> _SELECTED PASSAGE_:
----------
News

“Our house is on fire”: Jacksonville medical experts address rise in COVID-19 cases

JACKSONVILLE, Fla. — A surge in COVID-19 cases is striking major concern from Jacksonville’s local health, city and faith leaders.

A virtual town hall meeting was held Thursday evening, with medical experts urging the community to know the virus has not gone away, saying the delta variant is the initial COVID-19 “on steroids.”

“The truth is, Jacksonville, our house is on fire,” Dr. Nancy Staats said.

The town hall started off with the grim message, as patients shared their stories.

“I said, ‘Oh I’m fine, I’m healthy, I’m young, it only affects elderly and people with health issues’ and no, it’s not the case, it’s not the case at all,” Donald “Frue” McAvoy said.

A Mayo Clinic study shows a 7-day rolling average of 605 cases in Duval County. Local doctors like Mohammad Reza say those infected with the delta variant produce 1000x more viral particles in the lungs.

“Patients coming into the hospital now are younger and they get sicker faster, that’s what we’re seeing,” Reza said.

The town hall revealed 97 percent of Baptist Health patients are not vaccinated and 44 percent of patients this month are age 40 or younger, with hospital capacity running thin.

“Hospitals are getting very full, hospitals across the area are limiting visitations,” Dr. Jennifer Coward with Mayo Clinic Jacksonville said.

New numbers from Baptist Health show 298 total COVID patients in all five hospitals and 67 of those patients are in ICU.

At UF Health, there’s 144 COVID patients and 28 in the ICU. Action News Jax asked specifically how many of those cases are the delta variant and was told UF Health doesn’t genetically sequence all the cases but estimates about 90 percent are delta variants based on sampling and other hospitals.

Medical experts in the town hall say one dose of the vaccine isn’t enough for the delta variant,” Scott Silvers with Mayo Clinic Jacksonville said.

“The effectiveness is very small, 20 or 30 percent effectiveness so you really need two shots,” Silvers said.

While they say vaccinations work, it’ll take group efforts all around to put out the fire.

“Taking the actions to social distance, avoid crowds, mask wearing, which is so important and so effective and getting tested whenever someone is early in symptoms,” Silvers said.

It’s important to note, medical experts say masking up does not mean shutting down, adding they want to see Jacksonville and its businesses thrive, but by doing so safely.
----------
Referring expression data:
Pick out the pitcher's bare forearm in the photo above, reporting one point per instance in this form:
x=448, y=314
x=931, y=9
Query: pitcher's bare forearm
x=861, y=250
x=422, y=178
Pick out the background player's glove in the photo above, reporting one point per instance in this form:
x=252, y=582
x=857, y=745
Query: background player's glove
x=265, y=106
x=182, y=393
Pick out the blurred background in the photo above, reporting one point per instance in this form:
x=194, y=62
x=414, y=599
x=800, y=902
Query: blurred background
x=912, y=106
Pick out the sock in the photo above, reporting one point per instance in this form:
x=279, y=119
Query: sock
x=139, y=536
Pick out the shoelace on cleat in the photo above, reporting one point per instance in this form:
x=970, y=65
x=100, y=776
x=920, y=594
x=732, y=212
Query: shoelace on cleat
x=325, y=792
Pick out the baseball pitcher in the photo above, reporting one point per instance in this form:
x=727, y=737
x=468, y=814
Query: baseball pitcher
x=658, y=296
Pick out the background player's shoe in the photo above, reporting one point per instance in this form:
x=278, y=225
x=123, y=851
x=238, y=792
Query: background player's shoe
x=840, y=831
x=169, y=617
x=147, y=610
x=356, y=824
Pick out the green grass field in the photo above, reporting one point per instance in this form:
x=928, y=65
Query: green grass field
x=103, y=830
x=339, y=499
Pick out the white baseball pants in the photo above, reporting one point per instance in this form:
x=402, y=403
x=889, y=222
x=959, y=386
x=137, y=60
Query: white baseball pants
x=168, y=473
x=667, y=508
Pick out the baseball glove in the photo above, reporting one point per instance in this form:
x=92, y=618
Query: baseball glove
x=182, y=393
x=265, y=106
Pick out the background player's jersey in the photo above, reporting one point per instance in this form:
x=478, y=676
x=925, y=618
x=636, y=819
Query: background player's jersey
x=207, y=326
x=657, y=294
----------
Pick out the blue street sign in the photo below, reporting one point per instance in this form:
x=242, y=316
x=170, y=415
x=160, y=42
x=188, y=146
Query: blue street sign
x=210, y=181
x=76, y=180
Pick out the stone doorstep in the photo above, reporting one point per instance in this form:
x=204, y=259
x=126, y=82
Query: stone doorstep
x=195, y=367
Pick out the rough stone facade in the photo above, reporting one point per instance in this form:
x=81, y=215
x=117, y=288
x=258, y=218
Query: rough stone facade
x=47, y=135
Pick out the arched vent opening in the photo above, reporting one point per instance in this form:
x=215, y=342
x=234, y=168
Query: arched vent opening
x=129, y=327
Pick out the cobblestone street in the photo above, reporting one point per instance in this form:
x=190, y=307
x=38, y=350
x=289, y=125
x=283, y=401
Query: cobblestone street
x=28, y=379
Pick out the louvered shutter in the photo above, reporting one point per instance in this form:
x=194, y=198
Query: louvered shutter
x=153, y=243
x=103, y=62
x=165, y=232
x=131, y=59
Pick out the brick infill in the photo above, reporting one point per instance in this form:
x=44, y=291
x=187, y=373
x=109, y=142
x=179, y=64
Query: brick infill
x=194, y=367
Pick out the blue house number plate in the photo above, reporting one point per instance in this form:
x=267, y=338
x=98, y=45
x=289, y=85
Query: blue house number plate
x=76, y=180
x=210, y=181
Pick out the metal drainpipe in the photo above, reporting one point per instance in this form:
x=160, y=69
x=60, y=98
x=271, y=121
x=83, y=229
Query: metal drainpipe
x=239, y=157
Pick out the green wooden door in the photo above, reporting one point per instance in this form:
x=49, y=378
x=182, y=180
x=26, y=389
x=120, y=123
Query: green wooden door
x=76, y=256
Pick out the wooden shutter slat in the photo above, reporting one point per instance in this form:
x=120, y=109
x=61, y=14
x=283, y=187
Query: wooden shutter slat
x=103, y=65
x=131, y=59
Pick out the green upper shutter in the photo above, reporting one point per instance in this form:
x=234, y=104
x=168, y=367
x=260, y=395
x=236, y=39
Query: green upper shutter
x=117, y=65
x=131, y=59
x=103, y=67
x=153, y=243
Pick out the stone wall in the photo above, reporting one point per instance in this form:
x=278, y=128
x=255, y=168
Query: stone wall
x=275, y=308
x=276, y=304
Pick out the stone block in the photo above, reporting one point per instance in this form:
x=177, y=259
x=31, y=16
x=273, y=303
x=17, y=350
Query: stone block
----------
> _WHAT NEEDS TO BE DONE_: Quote the part of the article on Jacksonville's rise in COVID-19 cases starting at "Medical experts in" and ending at "doing so safely.", word for word.

> _RESPONSE_:
Medical experts in the town hall say one dose of the vaccine isn’t enough for the delta variant,” Scott Silvers with Mayo Clinic Jacksonville said.

“The effectiveness is very small, 20 or 30 percent effectiveness so you really need two shots,” Silvers said.

While they say vaccinations work, it’ll take group efforts all around to put out the fire.

“Taking the actions to social distance, avoid crowds, mask wearing, which is so important and so effective and getting tested whenever someone is early in symptoms,” Silvers said.

It’s important to note, medical experts say masking up does not mean shutting down, adding they want to see Jacksonville and its businesses thrive, but by doing so safely.